▸ THE TASK
Reproduce the material below, putting "occurrence" wherever "instance" appears and leaving everything else untouched.

▸ ROWS
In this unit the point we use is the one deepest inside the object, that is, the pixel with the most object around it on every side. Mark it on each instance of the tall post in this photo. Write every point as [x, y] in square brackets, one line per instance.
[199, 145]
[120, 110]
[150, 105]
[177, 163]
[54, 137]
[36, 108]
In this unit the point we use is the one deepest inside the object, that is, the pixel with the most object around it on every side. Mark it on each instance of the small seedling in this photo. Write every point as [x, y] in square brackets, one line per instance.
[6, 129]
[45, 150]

▸ COMPLETE RESPONSE
In this unit the point we use is the one deepest inside the object, that is, the pixel with the most object around it on every side. Mark it on each occurrence of the tall post in this photo. Write every point as [x, y] in square brackets, one line per occurrence.
[199, 145]
[120, 110]
[150, 105]
[177, 163]
[54, 137]
[36, 108]
In this unit the point we use is the one deepest inside the object, that is, the pixel with the most object around it on every side. Mark it on each occurrence of the small seedling in this photo. Write every point as [x, y] in square brackets, one line per occurrence.
[6, 129]
[45, 150]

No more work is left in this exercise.